THE TASK: Put every row below into a Markdown table with two columns, "No." and "Row text." Number the rows in order and skip any blank ones.

SUPPLIED DATA:
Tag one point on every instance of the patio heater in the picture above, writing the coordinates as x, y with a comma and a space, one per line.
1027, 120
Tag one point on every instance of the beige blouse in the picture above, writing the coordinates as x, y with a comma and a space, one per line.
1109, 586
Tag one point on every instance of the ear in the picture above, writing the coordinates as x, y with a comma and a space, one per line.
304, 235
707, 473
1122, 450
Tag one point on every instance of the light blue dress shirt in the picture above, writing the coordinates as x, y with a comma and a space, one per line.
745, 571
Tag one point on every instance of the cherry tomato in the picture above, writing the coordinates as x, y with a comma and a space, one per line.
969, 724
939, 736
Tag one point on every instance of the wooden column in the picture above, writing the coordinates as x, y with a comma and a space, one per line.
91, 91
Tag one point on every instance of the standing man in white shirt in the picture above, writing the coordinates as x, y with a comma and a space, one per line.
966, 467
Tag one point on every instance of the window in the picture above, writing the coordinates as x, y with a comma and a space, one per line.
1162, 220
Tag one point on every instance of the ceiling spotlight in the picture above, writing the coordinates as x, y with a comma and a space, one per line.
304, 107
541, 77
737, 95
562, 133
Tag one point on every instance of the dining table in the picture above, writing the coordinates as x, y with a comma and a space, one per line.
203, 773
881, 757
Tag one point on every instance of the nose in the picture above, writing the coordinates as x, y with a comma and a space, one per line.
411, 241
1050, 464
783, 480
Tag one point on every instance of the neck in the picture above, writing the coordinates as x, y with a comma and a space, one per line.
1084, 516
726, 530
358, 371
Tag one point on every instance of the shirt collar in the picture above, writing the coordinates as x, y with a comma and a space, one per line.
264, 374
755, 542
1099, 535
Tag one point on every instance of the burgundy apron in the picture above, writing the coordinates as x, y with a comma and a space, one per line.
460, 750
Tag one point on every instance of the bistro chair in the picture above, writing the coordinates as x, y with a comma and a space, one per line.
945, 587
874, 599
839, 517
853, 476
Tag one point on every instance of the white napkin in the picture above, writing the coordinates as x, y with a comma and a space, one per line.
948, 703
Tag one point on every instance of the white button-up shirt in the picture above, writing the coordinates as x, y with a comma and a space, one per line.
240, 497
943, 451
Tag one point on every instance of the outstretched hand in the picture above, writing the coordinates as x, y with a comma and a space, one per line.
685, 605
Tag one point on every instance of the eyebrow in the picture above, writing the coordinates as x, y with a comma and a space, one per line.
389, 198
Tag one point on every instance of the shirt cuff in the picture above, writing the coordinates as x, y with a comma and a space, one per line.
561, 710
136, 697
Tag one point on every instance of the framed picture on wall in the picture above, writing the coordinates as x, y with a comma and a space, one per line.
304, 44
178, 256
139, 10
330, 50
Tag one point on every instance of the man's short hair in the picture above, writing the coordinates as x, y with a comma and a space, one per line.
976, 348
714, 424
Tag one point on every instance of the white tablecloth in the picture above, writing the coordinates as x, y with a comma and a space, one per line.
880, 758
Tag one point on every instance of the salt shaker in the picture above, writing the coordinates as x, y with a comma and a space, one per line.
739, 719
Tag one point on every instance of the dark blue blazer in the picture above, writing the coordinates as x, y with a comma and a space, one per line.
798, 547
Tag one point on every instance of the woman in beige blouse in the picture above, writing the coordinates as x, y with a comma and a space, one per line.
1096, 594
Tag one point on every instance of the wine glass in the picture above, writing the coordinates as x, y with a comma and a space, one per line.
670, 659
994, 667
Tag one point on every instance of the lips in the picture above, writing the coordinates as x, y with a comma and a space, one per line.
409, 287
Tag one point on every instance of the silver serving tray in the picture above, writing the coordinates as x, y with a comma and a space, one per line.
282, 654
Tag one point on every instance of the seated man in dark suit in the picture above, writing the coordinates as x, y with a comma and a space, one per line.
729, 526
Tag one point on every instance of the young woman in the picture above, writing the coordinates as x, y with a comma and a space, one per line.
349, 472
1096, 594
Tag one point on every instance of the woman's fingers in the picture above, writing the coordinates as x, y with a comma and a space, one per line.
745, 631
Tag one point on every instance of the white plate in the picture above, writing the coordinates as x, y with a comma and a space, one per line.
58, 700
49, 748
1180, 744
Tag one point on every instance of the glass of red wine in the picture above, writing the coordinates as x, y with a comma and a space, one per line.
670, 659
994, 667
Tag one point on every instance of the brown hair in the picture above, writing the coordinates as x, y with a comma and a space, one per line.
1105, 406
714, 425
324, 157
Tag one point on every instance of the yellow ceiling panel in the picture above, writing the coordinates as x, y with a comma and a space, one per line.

RESULT FOR THIS TASK:
| No. | Row text |
|---|---|
| 1 | Tag one point on every instance of the patio heater in the picture above, writing the coordinates as x, y with a comma and a space, one per line. |
| 2 | 1027, 120 |
| 3 | Tag one point on every instance of the beige blouse in the picture above, writing the coordinates as x, y with a comma and a space, one per line. |
| 4 | 1109, 586 |
| 5 | Tag one point on every instance of the ear in the picture above, writing the coordinates as x, y with a comma and a space, one per line. |
| 6 | 304, 235 |
| 7 | 707, 473 |
| 8 | 1122, 450 |
| 9 | Tag one point on every instance of the light blue dress shirt in the picture above, writing the coordinates as x, y with a comma and a space, one per line. |
| 10 | 745, 571 |
| 11 | Tag one point on every instance of the cherry tomato in the picture above, writing the coordinates as x, y with a comma and a space, one per line. |
| 12 | 969, 724 |
| 13 | 939, 736 |
| 14 | Tag one point on every instance of the wooden column in the picture above, writing the coordinates as x, y with a comma and a space, one per line. |
| 15 | 91, 91 |
| 16 | Tag one point on every instance of the standing man in white shirt in the picture above, writing the coordinates as x, y with a comma and a space, one per line. |
| 17 | 966, 467 |
| 18 | Tag one point on every instance of the window in the picture above, writing the coordinates as x, y with a comma and a space, one per line. |
| 19 | 1162, 220 |
| 20 | Tag one point on every instance of the ceiling spotlight in the picture above, writing the coordinates as x, y with a comma and a space, one per line. |
| 21 | 304, 107 |
| 22 | 541, 77 |
| 23 | 737, 95 |
| 24 | 562, 133 |
| 25 | Tag one point on every instance of the dining table in the picture above, writing the coordinates as x, y with a comma and a space, one per line. |
| 26 | 203, 773 |
| 27 | 881, 757 |
| 28 | Tag one point on every instance of the nose in the picture above, writing the coordinates as x, y with a comma and a space, one per line. |
| 29 | 411, 241 |
| 30 | 1050, 464 |
| 31 | 783, 480 |
| 32 | Tag one point on every instance of the neck in the picture above, writing the coordinates as x, y with a comma and a space, one per line. |
| 33 | 1084, 516 |
| 34 | 726, 530 |
| 35 | 358, 371 |
| 36 | Tag one point on every instance of the shirt collar in the picture above, writing the coordinates as x, y with a comma and a space, one per line. |
| 37 | 264, 374 |
| 38 | 755, 542 |
| 39 | 1099, 535 |
| 40 | Tag one point on every instance of the burgundy apron in the picture above, writing the coordinates as x, y with a comma and a space, one per line. |
| 41 | 460, 750 |
| 42 | Tag one point on every instance of the bistro chair in the picture above, writing the coordinates as x, y with a comma and a space, one per line. |
| 43 | 945, 587 |
| 44 | 874, 599 |
| 45 | 839, 517 |
| 46 | 853, 476 |
| 47 | Tag one point on every instance of the white napkin in the picture above, writing the coordinates as x, y with a comma and a space, one per line. |
| 48 | 948, 703 |
| 49 | Tag one point on every instance of the white button-up shirt in the picture above, writing the coordinates as x, y with a comma and a space, one per line. |
| 50 | 240, 497 |
| 51 | 943, 451 |
| 52 | Tag one point on every instance of the outstretched hand in the picture above, writing the coordinates as x, y with a comma and a space, one per line. |
| 53 | 685, 605 |
| 54 | Tag one point on every instance of the eyebrow in the picture above, writing the coordinates as x, y with a comma and a space, one per line. |
| 55 | 389, 198 |
| 56 | Tag one point on every instance of the shirt cuff in the picture above, writing the coordinates as x, y with a comma and a space, one per line. |
| 57 | 561, 710 |
| 58 | 136, 697 |
| 59 | Tag one point on every instance of the framed picture on wall in the picture above, writing the coordinates as x, y with a comma and a space, one per line. |
| 60 | 304, 44 |
| 61 | 178, 256 |
| 62 | 139, 10 |
| 63 | 330, 50 |
| 64 | Tag one point on every instance of the man's short hair in the picture above, writing the coordinates as x, y with a comma and a space, one per line. |
| 65 | 976, 348 |
| 66 | 714, 424 |
| 67 | Tag one point on every instance of the white tablecloth in the picture above, writing the coordinates as x, y with a comma and a space, one per line. |
| 68 | 880, 758 |
| 69 | Tag one point on every instance of the salt shaker in the picture above, writing the coordinates as x, y with a comma and a space, one per line. |
| 70 | 739, 719 |
| 71 | Tag one point on every instance of the dark blue blazer in the picture above, writing the coordinates as x, y with a comma and a space, one per line. |
| 72 | 798, 547 |
| 73 | Tag one point on every instance of the woman in beige blouse in the picture above, writing the coordinates as x, y with a comma and a space, one per line. |
| 74 | 1096, 594 |
| 75 | Tag one point on every instance of the wine glass in the picture above, writing the coordinates as x, y with a comma and a space, one per line. |
| 76 | 670, 659 |
| 77 | 994, 667 |
| 78 | Tag one point on every instance of the lips in the picture above, writing the coordinates as x, y with a comma and a space, one per line. |
| 79 | 409, 287 |
| 80 | Tag one point on every instance of the silver serving tray in the picture above, writing the coordinates as x, y with a comma and a space, one per line. |
| 81 | 282, 654 |
| 82 | Tag one point on every instance of the seated man in dark suit in the picture above, writing the coordinates as x, y with a comma and a space, one per line. |
| 83 | 729, 526 |
| 84 | Tag one point on every instance of the young woman in the picture above, writing the coordinates as x, y with a comma and a space, one per line. |
| 85 | 349, 472 |
| 86 | 1096, 594 |
| 87 | Tag one point on every instance of the woman's fingers in the picture above, writing the coordinates as x, y with a comma and a space, one per line. |
| 88 | 745, 631 |
| 89 | Tag one point on every instance of the white plate in the picture above, writing the coordinates as x, y with a comma and a space, one per line. |
| 90 | 58, 700 |
| 91 | 49, 748 |
| 92 | 1180, 744 |
| 93 | Tag one point on every instance of the glass of red wine in the picture above, writing the coordinates as x, y with a comma and a space, one per line. |
| 94 | 670, 659 |
| 95 | 994, 667 |
| 96 | Tag one point on every instance of the brown hair in the picture above, writing the coordinates as x, y with a comma and a space, one per line. |
| 97 | 1105, 406 |
| 98 | 714, 425 |
| 99 | 324, 157 |
| 100 | Tag one point on every instance of the yellow ceiling panel in the picture above, writing the coordinates as x, y with a comma and a space, one per line. |